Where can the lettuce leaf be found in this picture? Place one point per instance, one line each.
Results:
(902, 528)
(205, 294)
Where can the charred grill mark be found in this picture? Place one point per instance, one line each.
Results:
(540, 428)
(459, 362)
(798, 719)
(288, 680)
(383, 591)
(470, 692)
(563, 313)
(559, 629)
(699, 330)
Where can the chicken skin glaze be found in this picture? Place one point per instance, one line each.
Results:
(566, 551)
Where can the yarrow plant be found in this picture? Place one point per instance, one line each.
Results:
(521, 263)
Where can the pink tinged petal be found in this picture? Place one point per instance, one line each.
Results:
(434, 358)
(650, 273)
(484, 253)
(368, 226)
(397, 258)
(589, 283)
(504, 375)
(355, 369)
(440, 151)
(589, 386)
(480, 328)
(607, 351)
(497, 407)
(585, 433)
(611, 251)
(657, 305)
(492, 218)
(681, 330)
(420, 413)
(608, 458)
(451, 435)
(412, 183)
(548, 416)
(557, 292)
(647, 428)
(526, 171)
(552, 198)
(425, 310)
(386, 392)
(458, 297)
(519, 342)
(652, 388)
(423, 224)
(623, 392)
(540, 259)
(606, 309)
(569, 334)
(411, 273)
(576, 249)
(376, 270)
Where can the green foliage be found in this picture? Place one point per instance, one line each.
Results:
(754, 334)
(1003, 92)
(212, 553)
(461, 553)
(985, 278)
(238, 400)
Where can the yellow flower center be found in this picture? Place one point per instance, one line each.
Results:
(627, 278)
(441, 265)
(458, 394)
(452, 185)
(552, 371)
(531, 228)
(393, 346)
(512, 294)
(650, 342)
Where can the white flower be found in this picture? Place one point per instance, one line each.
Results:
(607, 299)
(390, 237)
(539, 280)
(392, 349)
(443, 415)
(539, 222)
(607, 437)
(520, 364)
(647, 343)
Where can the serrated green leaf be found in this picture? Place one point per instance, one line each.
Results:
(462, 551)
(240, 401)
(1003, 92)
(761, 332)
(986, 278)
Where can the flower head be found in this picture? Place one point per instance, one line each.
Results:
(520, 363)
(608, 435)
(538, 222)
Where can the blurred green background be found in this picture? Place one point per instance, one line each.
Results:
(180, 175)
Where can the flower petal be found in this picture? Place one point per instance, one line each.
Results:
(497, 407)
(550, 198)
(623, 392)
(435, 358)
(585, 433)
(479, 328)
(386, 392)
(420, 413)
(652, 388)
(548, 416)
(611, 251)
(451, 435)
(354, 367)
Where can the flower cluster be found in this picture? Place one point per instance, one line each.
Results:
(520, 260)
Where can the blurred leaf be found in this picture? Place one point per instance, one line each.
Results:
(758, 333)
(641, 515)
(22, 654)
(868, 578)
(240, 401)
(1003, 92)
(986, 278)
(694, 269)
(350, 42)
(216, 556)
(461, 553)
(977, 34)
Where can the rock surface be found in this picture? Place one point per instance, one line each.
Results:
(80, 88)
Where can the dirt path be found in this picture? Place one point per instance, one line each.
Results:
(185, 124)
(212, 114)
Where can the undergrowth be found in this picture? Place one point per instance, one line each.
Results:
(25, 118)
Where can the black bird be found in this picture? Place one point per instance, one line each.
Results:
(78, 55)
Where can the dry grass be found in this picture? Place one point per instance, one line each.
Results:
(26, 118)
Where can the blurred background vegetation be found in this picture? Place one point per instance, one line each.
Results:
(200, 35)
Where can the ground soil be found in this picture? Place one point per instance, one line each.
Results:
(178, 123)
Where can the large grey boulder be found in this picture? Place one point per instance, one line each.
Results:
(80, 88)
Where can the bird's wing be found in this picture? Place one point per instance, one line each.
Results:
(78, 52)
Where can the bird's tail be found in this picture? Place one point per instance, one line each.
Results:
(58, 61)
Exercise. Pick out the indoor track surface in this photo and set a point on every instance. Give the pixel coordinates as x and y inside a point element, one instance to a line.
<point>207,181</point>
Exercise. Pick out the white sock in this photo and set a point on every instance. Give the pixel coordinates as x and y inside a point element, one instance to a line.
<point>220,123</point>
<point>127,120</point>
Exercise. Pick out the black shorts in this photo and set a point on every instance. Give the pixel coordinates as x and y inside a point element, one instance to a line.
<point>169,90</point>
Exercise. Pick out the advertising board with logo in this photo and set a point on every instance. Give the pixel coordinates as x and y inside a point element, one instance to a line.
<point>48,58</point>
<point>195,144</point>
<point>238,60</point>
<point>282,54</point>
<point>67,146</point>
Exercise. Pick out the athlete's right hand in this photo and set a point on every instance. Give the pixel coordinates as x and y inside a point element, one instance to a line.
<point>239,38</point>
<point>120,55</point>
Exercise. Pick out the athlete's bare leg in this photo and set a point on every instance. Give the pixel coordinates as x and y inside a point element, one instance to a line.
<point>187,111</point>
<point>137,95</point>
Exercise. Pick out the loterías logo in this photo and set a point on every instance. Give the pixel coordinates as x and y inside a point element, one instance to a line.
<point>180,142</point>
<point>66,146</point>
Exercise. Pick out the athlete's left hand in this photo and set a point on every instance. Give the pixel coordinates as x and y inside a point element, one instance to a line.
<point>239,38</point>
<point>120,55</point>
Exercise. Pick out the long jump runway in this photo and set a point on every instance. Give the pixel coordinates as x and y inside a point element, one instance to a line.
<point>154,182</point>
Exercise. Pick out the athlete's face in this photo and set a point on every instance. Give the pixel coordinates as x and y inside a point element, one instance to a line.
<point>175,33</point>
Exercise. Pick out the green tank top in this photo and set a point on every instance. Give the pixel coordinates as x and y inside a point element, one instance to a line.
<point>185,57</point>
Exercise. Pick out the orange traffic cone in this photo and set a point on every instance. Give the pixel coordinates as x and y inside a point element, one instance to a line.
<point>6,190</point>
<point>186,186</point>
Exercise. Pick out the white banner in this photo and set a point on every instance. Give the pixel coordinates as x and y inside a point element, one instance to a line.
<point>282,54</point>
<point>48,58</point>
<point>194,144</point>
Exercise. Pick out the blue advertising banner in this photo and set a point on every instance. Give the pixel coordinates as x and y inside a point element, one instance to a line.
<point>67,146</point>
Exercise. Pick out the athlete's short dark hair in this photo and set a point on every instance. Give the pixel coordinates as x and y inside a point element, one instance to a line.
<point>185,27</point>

+ + + + +

Rewrite all the lines above as a Markdown table with two columns, Number and Line. Skip any blank lines and number the rest in order.

| Number | Line |
|---|---|
| 1 | Where can the lettuce leaf be found in this picture? Place one point per instance, one line each. |
| 2 | Results: |
| 3 | (902, 528) |
| 4 | (205, 294) |
| 5 | Where can the charred grill mark be found in this picture? Place one point per instance, one line each. |
| 6 | Results: |
| 7 | (540, 428) |
| 8 | (459, 362) |
| 9 | (798, 719) |
| 10 | (288, 680) |
| 11 | (383, 591) |
| 12 | (470, 692) |
| 13 | (563, 313) |
| 14 | (559, 629) |
| 15 | (699, 330) |
| 16 | Where can the chicken skin glaze be found in this picture? Place one point per instance, one line each. |
| 17 | Results: |
| 18 | (566, 551) |
| 19 | Where can the yarrow plant be found in this picture? Place one point per instance, one line each. |
| 20 | Results: |
| 21 | (521, 263) |
| 22 | Where can the pink tinged petal be found in this picture? Place one point per instance, one line each. |
| 23 | Results: |
| 24 | (434, 358) |
| 25 | (650, 273) |
| 26 | (484, 253) |
| 27 | (368, 226) |
| 28 | (397, 258) |
| 29 | (589, 283) |
| 30 | (504, 375) |
| 31 | (355, 369) |
| 32 | (440, 151) |
| 33 | (589, 386) |
| 34 | (480, 328) |
| 35 | (607, 351) |
| 36 | (497, 407) |
| 37 | (585, 433) |
| 38 | (611, 251) |
| 39 | (657, 305) |
| 40 | (492, 218) |
| 41 | (681, 330) |
| 42 | (420, 413) |
| 43 | (608, 458) |
| 44 | (451, 435) |
| 45 | (412, 183) |
| 46 | (548, 416) |
| 47 | (557, 292) |
| 48 | (647, 428) |
| 49 | (526, 171) |
| 50 | (552, 198) |
| 51 | (425, 310) |
| 52 | (386, 392) |
| 53 | (458, 297) |
| 54 | (519, 342) |
| 55 | (652, 388) |
| 56 | (423, 224) |
| 57 | (623, 392) |
| 58 | (540, 259) |
| 59 | (606, 309) |
| 60 | (569, 334) |
| 61 | (411, 273) |
| 62 | (576, 249) |
| 63 | (376, 270) |
| 64 | Where can the green foliage be found in this picture? Place one point per instance, one line each. |
| 65 | Results: |
| 66 | (754, 334) |
| 67 | (1003, 92) |
| 68 | (212, 553) |
| 69 | (461, 553) |
| 70 | (985, 278) |
| 71 | (238, 400) |
| 72 | Where can the yellow flower center be found in this picture? Place one point per instance, one line each. |
| 73 | Results: |
| 74 | (627, 278) |
| 75 | (441, 265) |
| 76 | (458, 394) |
| 77 | (452, 185) |
| 78 | (552, 371) |
| 79 | (531, 228) |
| 80 | (393, 346) |
| 81 | (512, 294) |
| 82 | (650, 342) |
| 83 | Where can the white flower be found in this picture? Place one point per instance, one line each. |
| 84 | Results: |
| 85 | (607, 299) |
| 86 | (390, 237) |
| 87 | (539, 280) |
| 88 | (392, 349) |
| 89 | (443, 415) |
| 90 | (539, 222) |
| 91 | (607, 437) |
| 92 | (520, 364) |
| 93 | (647, 343) |
| 94 | Where can the serrated green leaf be found in this picture? Place one point per instance, one line each. |
| 95 | Results: |
| 96 | (462, 551) |
| 97 | (240, 401) |
| 98 | (1003, 92) |
| 99 | (761, 332) |
| 100 | (986, 278) |
| 101 | Where can the flower head be found in this picture? Place one point per instance, one line each. |
| 102 | Results: |
| 103 | (520, 363) |
| 104 | (608, 435) |
| 105 | (538, 222) |
| 106 | Where can the blurred green background be found in this picture? Place one point per instance, one line each. |
| 107 | Results: |
| 108 | (180, 175) |
| 109 | Where can the flower petal be found in this picture? Place one point per instance, one line each. |
| 110 | Results: |
| 111 | (497, 407) |
| 112 | (550, 198) |
| 113 | (623, 392) |
| 114 | (435, 358) |
| 115 | (585, 433) |
| 116 | (479, 328) |
| 117 | (386, 392) |
| 118 | (420, 413) |
| 119 | (652, 388) |
| 120 | (548, 416) |
| 121 | (611, 251) |
| 122 | (451, 435) |
| 123 | (354, 367) |
| 124 | Where can the flower cluster be found in this picture? Place one point per instance, one line each. |
| 125 | Results: |
| 126 | (520, 260) |
| 127 | Where can the blurred leaf be found in this picture? Place one point per instance, one line each. |
| 128 | Results: |
| 129 | (758, 333) |
| 130 | (641, 515) |
| 131 | (22, 654) |
| 132 | (868, 578) |
| 133 | (240, 401) |
| 134 | (1003, 92) |
| 135 | (986, 278) |
| 136 | (694, 269) |
| 137 | (350, 42) |
| 138 | (216, 556) |
| 139 | (461, 553) |
| 140 | (977, 34) |
| 141 | Where can the rock surface be found in this picture? Place one point per instance, one line each. |
| 142 | Results: |
| 143 | (80, 88) |
| 144 | Where can the dirt path be found in this picture? Place one point per instance, one line each. |
| 145 | Results: |
| 146 | (185, 124) |
| 147 | (212, 114) |
| 148 | Where can the undergrowth be found in this picture? Place one point per instance, one line each. |
| 149 | Results: |
| 150 | (25, 118) |
| 151 | Where can the black bird be found in this picture? Place one point per instance, one line each. |
| 152 | Results: |
| 153 | (78, 55) |
| 154 | Where can the dry grass be found in this picture? Place one point per instance, one line each. |
| 155 | Results: |
| 156 | (26, 118) |
| 157 | Where can the blurred background vegetation be found in this picture? Place one point per instance, one line each. |
| 158 | Results: |
| 159 | (200, 35) |
| 160 | Where can the ground soil be found in this picture? Place one point per instance, one line each. |
| 161 | Results: |
| 162 | (178, 123) |
| 163 | Where can the large grey boulder be found in this picture? Place one point per instance, one line each. |
| 164 | Results: |
| 165 | (80, 88) |
| 166 | Where can the bird's wing be found in this picture? Place one point per instance, one line each. |
| 167 | Results: |
| 168 | (78, 52) |
| 169 | Where can the bird's tail be found in this picture? Place one point per instance, one line each. |
| 170 | Results: |
| 171 | (58, 61) |
| 172 | Exercise. Pick out the indoor track surface in this photo and set a point on every instance. Give the pixel coordinates as x and y inside a point element, one instance to a line. |
| 173 | <point>207,181</point> |
| 174 | Exercise. Pick out the white sock in this photo and set a point on every instance. Give the pixel coordinates as x and y inside a point element, one instance to a line. |
| 175 | <point>220,123</point> |
| 176 | <point>127,120</point> |
| 177 | Exercise. Pick out the black shorts in this photo and set a point on every instance. Give the pixel coordinates as x and y inside a point element, one instance to a line. |
| 178 | <point>169,90</point> |
| 179 | Exercise. Pick out the advertising board with logo in this photo and set a point on every instance. Give the pixel coordinates as x and y inside a point element, one instance to a line. |
| 180 | <point>48,58</point> |
| 181 | <point>195,144</point> |
| 182 | <point>238,60</point> |
| 183 | <point>282,54</point> |
| 184 | <point>67,146</point> |
| 185 | Exercise. Pick out the athlete's right hand in this photo and set a point on every instance. Give the pixel coordinates as x and y inside a point element, one instance to a line. |
| 186 | <point>239,38</point> |
| 187 | <point>120,55</point> |
| 188 | Exercise. Pick out the athlete's bare leg in this photo and set a point on every instance. Give the pixel coordinates as x and y inside a point element, one instance to a line. |
| 189 | <point>187,111</point> |
| 190 | <point>137,95</point> |
| 191 | Exercise. Pick out the loterías logo in this photo and set a point on every instance. Give the pixel coordinates as x and y inside a point element, one instance to a line. |
| 192 | <point>180,142</point> |
| 193 | <point>66,146</point> |
| 194 | Exercise. Pick out the athlete's left hand in this photo and set a point on every instance. Give the pixel coordinates as x and y inside a point element, one instance to a line. |
| 195 | <point>239,38</point> |
| 196 | <point>120,55</point> |
| 197 | Exercise. Pick out the long jump runway in this photo and set a point on every instance. Give the pixel coordinates as x and y inside a point element, one instance to a line. |
| 198 | <point>154,182</point> |
| 199 | Exercise. Pick out the athlete's face in this photo and set a point on every instance. Give the pixel coordinates as x and y inside a point element, one instance to a line. |
| 200 | <point>175,33</point> |
| 201 | Exercise. Pick out the green tank top in this photo and set a point on every instance. Give the pixel coordinates as x and y inside a point element, one instance to a line. |
| 202 | <point>185,57</point> |
| 203 | Exercise. Pick out the orange traffic cone in this photo and set a point on every instance. Give the pixel coordinates as x and y inside a point element, one instance to a line. |
| 204 | <point>6,190</point> |
| 205 | <point>186,186</point> |
| 206 | Exercise. Pick out the white banner in this photo and set a point on every instance. Give the pixel coordinates as x and y inside a point element, one instance to a line. |
| 207 | <point>282,54</point> |
| 208 | <point>48,58</point> |
| 209 | <point>194,144</point> |
| 210 | Exercise. Pick out the blue advertising banner in this photo and set a point on every instance. Give the pixel coordinates as x and y inside a point element, one instance to a line. |
| 211 | <point>67,146</point> |
| 212 | Exercise. Pick out the athlete's short dark hair in this photo and set a point on every instance. Give the pixel coordinates as x and y inside a point element, one instance to a line. |
| 213 | <point>185,27</point> |